WORK TO BE COMPLETED -> Rewrite everything from the line containing "segment --target chair" down to the line containing "311 131 L 311" with "separate" swapped for "distinct", keeping all else the same. Give only those lines.

EXTRACTED MATERIAL ->
------------

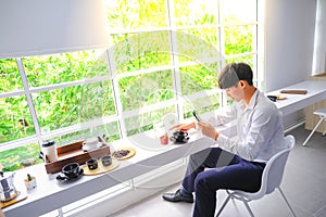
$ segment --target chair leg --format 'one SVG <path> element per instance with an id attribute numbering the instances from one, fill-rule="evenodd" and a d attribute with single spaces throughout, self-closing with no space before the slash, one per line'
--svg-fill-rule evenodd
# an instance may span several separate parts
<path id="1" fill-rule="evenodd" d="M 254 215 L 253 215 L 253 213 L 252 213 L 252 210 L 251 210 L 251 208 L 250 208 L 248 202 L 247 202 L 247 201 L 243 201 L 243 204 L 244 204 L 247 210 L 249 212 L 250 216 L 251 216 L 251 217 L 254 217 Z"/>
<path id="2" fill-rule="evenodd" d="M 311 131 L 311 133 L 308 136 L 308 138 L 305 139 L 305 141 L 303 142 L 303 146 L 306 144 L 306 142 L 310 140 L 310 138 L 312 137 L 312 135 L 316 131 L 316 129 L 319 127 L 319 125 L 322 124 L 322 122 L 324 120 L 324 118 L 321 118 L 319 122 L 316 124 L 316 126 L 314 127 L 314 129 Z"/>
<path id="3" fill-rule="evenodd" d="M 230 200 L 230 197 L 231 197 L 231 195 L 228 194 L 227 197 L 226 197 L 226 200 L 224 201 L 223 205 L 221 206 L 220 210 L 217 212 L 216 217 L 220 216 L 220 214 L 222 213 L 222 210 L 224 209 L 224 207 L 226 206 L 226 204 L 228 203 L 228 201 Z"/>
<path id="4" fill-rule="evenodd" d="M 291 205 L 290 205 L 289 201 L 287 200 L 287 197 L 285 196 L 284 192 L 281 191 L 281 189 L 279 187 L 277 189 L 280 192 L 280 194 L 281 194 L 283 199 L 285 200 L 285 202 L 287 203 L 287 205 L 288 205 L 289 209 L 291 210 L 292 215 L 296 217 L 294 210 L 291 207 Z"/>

------------

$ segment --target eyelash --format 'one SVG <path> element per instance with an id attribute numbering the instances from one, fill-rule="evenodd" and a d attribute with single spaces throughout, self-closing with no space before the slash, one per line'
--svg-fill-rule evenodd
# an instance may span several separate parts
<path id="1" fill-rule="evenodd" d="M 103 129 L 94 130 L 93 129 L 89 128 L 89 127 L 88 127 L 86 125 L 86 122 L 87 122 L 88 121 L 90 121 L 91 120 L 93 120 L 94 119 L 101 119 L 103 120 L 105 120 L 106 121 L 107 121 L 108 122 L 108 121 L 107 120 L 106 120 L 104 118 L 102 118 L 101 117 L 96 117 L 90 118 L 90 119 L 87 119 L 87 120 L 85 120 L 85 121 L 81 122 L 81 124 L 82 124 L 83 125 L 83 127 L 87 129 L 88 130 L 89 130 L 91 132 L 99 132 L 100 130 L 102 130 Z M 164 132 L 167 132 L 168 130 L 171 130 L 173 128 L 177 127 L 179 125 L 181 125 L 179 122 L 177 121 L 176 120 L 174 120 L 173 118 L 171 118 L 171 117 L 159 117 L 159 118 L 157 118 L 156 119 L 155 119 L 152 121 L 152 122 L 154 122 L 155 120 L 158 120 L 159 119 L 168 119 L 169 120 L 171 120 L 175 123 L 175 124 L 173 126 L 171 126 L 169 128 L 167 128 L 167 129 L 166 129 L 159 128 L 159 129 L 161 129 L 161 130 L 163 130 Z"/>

------------

FULL OUTPUT ->
$ segment --target chair leg --format 'one SVG <path> element per instance with an id attribute numbering the instances from one, fill-rule="evenodd" and a d attribute with single spaces throughout, self-closing with no space before the slash, one per line'
--svg-fill-rule evenodd
# an instance may span several distinct parts
<path id="1" fill-rule="evenodd" d="M 254 215 L 253 215 L 253 213 L 252 213 L 252 210 L 251 210 L 251 208 L 250 208 L 248 202 L 247 202 L 247 201 L 243 201 L 243 204 L 244 204 L 247 210 L 249 212 L 250 216 L 251 216 L 251 217 L 254 217 Z"/>
<path id="2" fill-rule="evenodd" d="M 311 131 L 311 133 L 308 136 L 308 138 L 305 139 L 305 141 L 303 142 L 303 146 L 306 144 L 306 142 L 310 140 L 310 138 L 312 137 L 312 135 L 316 131 L 316 129 L 319 127 L 319 125 L 322 124 L 322 122 L 324 120 L 324 118 L 321 118 L 319 122 L 316 124 L 316 126 L 314 127 L 314 129 Z"/>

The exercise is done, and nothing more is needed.